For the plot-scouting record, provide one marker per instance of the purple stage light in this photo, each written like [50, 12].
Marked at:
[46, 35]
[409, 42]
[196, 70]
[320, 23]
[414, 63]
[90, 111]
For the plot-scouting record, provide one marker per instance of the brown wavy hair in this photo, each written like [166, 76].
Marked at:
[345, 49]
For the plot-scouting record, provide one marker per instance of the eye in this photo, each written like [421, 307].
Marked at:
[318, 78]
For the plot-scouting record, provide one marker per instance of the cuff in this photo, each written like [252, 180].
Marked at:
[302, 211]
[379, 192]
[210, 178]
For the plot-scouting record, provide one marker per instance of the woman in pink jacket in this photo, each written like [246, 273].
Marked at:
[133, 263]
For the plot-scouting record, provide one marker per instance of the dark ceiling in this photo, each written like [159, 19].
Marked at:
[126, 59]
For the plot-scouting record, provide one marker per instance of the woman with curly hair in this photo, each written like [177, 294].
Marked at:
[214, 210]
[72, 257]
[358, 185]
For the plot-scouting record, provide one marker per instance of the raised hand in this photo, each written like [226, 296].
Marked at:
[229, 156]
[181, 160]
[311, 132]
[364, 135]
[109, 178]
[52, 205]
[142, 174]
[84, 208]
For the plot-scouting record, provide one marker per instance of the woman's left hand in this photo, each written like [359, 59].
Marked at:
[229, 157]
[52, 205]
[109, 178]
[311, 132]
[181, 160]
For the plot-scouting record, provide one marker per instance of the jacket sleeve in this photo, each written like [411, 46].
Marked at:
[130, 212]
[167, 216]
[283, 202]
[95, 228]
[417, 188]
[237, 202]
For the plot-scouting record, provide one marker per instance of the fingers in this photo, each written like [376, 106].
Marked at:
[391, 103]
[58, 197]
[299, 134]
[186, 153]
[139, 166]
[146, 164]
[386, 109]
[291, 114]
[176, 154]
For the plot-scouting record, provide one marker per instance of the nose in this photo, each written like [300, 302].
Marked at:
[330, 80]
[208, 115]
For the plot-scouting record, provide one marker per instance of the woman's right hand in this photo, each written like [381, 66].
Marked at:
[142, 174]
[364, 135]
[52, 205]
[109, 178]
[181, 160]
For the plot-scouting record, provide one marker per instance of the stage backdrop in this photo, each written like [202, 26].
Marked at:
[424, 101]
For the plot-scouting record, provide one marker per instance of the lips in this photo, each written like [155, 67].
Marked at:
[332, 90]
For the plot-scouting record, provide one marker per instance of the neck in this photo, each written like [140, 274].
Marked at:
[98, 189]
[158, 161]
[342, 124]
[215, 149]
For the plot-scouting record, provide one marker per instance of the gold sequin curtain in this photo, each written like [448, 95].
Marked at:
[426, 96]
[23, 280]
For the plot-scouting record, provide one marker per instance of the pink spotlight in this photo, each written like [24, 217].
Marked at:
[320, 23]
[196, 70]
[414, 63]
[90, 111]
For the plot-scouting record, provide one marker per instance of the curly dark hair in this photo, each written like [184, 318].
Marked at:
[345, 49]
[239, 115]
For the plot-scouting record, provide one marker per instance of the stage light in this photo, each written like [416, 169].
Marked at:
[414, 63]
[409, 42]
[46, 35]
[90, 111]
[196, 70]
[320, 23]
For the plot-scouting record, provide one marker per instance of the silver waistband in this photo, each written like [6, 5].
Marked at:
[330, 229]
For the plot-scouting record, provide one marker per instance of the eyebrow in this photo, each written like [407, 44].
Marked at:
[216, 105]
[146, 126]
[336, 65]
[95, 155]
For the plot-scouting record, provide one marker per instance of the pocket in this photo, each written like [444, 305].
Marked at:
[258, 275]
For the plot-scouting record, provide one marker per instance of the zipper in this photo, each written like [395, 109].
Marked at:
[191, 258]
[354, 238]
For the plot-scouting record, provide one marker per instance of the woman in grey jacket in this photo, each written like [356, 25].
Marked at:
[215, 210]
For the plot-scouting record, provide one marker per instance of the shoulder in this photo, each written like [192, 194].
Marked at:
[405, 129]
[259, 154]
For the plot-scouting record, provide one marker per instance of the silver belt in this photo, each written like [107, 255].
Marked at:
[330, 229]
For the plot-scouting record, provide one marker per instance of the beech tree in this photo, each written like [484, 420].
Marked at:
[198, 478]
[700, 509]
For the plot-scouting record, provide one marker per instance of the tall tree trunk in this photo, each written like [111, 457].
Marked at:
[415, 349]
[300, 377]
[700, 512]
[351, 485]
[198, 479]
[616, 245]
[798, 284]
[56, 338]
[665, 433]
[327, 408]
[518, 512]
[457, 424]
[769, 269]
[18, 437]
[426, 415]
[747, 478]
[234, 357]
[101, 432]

--*--

**AIM:** Reproduce the listing above word for word.

**EXERCISE OUTPUT:**
For the plot-scouting record, provide one marker per instance of the purple stage light in this photo, each written like [50, 12].
Marked at:
[46, 35]
[409, 42]
[196, 70]
[320, 23]
[414, 63]
[90, 111]
For the plot-scouting record, provide one marker per instance of the brown wavy hair in this photo, each written like [166, 76].
Marked at:
[345, 49]
For the plot-scouting record, provide one marker per instance of the eye in this photo, each written like [421, 307].
Marked at:
[318, 78]
For the plot-scouting record, provide one marker per instance of the cuff in this photo, each written like [252, 180].
Marked at:
[302, 211]
[379, 192]
[210, 178]
For the plot-scouting record, provide one marker per instance of the woman in pink jacket in this photo, each written like [246, 273].
Marked at:
[133, 263]
For the plot-scouting record, provide one marker per instance of the dark ceiling in this photo, each written like [159, 19].
Marked at:
[126, 59]
For the plot-scouting record, provide one marker per instance of the woman with curly hair in this photo, each written like [177, 294].
Marked at:
[214, 210]
[72, 257]
[358, 185]
For the plot-scouting record, provide one marker per instance of the raised hand in this photo, each written like [226, 296].
Marked at:
[229, 156]
[181, 160]
[311, 132]
[364, 135]
[109, 178]
[52, 205]
[142, 174]
[84, 208]
For the plot-scouting record, provide one marker per instance of the woman's left hand in this photo, each written like [359, 59].
Marked at:
[229, 157]
[52, 205]
[109, 178]
[311, 132]
[181, 160]
For the plot-scouting record, provide one marker per instance of the jacket sleeve in this photo, each written like [411, 46].
Marked at:
[130, 212]
[167, 216]
[283, 202]
[95, 228]
[417, 188]
[237, 202]
For the plot-scouting record, provide one marker per instance of the fingers in this photo, each written like [376, 106].
Marked at:
[391, 103]
[58, 197]
[299, 134]
[186, 153]
[139, 166]
[146, 164]
[386, 109]
[291, 114]
[176, 154]
For the plot-scouting record, provide one marker per instance of the nose in this photo, each written like [300, 302].
Marked at:
[330, 80]
[208, 115]
For the plot-scouting record, provide one marker per instance of the woman's right hand in this photo, each written like [381, 66].
Marked at:
[142, 174]
[364, 135]
[52, 205]
[109, 178]
[181, 160]
For the plot-scouting record, provide one marker per instance of the stage backdrop in this photo, each written like [202, 26].
Marked at:
[424, 101]
For the plot-scouting record, provide one marker per instance of the lips in this photo, each written like [155, 67].
Marked at:
[332, 90]
For the plot-scouting record, provide one marker per instance of the neck in this photo, each written like [140, 274].
Marked at:
[98, 189]
[158, 161]
[342, 124]
[215, 149]
For the plot-scouting record, provide one marker per instance of the gold sequin curtain in this photo, each written like [448, 95].
Marked at:
[426, 96]
[23, 280]
For the plot-scouting record, provide one marker per instance of the pink spotlight in this photo, each written like [24, 217].
Marked at:
[320, 23]
[196, 70]
[414, 63]
[90, 111]
For the plot-scouting record, provide one marker per instance of the curly dark hair in this photo, each written like [184, 318].
Marked at:
[345, 49]
[239, 115]
For the plot-scouting record, provide one marker per instance of the stage light in this photo, each written like [416, 169].
Marked at:
[414, 63]
[409, 42]
[46, 35]
[90, 111]
[196, 70]
[320, 23]
For the plot-scouting record, provide one marker per instance of the silver waistband in this photo, each written like [6, 5].
Marked at:
[330, 229]
For the plot-scouting record, provide one marker per instance of the eyebrow in this photo, each written like [407, 44].
Marked at:
[216, 105]
[146, 126]
[336, 65]
[95, 155]
For the plot-scouting record, provide one marker per instance of the pocket in this photo, each written like [444, 305].
Marked at:
[258, 275]
For the plot-scouting record, provide one marker per instance of the zipper in this photo, each written like [395, 109].
Marked at:
[191, 258]
[354, 238]
For the plot-scouting record, provide one marker per instance of the woman in grey jacket in this photo, each written like [356, 25].
Marked at:
[215, 210]
For the plot-scouting record, provide one marker per instance of the shoulder in this photo, each written like [192, 194].
Marked at:
[405, 129]
[259, 154]
For the plot-scouting record, provide one marker per instance of the silver belt in this photo, each written like [107, 255].
Marked at:
[330, 229]
For the plot-scouting record, provide one marker per instance of the beech tree in this photo, each written like [484, 420].
Marked at:
[198, 478]
[700, 509]
For the plot-scouting record, provide one marker per instance of the tall tree trunk in this photo, each written like [111, 457].
Marked at:
[415, 349]
[300, 377]
[700, 512]
[351, 485]
[198, 479]
[616, 245]
[798, 284]
[56, 338]
[665, 433]
[327, 408]
[518, 512]
[457, 424]
[769, 269]
[18, 437]
[426, 415]
[747, 478]
[234, 357]
[101, 432]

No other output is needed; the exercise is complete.